====== Data section ======

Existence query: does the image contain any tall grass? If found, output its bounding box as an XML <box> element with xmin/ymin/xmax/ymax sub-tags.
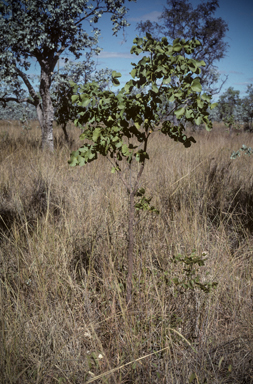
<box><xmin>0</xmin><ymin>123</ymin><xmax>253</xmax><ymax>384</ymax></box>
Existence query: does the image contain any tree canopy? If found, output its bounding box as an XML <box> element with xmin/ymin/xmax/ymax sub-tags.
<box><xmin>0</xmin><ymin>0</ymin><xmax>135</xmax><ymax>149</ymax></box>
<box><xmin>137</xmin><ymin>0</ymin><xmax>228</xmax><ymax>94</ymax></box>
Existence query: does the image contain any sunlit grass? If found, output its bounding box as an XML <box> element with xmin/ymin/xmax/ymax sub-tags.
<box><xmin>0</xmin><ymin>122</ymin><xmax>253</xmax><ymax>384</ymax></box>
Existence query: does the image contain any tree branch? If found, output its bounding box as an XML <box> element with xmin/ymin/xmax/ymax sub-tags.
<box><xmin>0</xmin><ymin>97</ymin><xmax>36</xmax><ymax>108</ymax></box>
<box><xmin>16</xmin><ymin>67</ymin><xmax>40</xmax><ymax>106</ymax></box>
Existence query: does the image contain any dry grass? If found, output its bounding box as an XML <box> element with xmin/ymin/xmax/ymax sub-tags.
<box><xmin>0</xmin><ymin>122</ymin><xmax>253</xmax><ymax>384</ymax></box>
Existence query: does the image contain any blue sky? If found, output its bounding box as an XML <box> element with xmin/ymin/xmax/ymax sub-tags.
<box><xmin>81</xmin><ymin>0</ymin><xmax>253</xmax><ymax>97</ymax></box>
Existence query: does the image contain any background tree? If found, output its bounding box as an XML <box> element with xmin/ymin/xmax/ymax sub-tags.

======

Please reproduce these lines exactly, leaving the pictures out.

Existence query: does the image contain any tall grass? If found, output its bounding box as an XML <box> element with xmin/ymin/xmax/ymax sub-tags.
<box><xmin>0</xmin><ymin>123</ymin><xmax>253</xmax><ymax>384</ymax></box>
Existence query: does the image contain any tree canopy? If found, output its bounding box as an XML <box> element with xmin/ymin/xmax/ymax sub-tags.
<box><xmin>0</xmin><ymin>0</ymin><xmax>135</xmax><ymax>149</ymax></box>
<box><xmin>137</xmin><ymin>0</ymin><xmax>228</xmax><ymax>94</ymax></box>
Existence query: does the image contain any sunlit grass? If found, output its bounding box as an XML <box> element with xmin/ymin/xmax/ymax sub-tags.
<box><xmin>0</xmin><ymin>122</ymin><xmax>253</xmax><ymax>384</ymax></box>
Existence query: does the image contain any tree branch? If found, output its bounding box as an XML <box> element with xmin/ymin/xmax/ymax sub-tags.
<box><xmin>0</xmin><ymin>97</ymin><xmax>36</xmax><ymax>108</ymax></box>
<box><xmin>16</xmin><ymin>67</ymin><xmax>40</xmax><ymax>106</ymax></box>
Existence query: does the image contain any dry grass? If found, output its bounding box as an XML <box> element with xmin/ymin/xmax/ymax sub-tags.
<box><xmin>0</xmin><ymin>122</ymin><xmax>253</xmax><ymax>384</ymax></box>
Existence query: does the image contain any blue sky? If found, output its bounding box as an XML <box> element with xmin/ymin/xmax/ymax sub-tags.
<box><xmin>81</xmin><ymin>0</ymin><xmax>253</xmax><ymax>97</ymax></box>
Existence query: does the image contain any background tree? If found, output its bounding box as an XML <box> element with xmin/ymin/xmax/ymax sub-tags.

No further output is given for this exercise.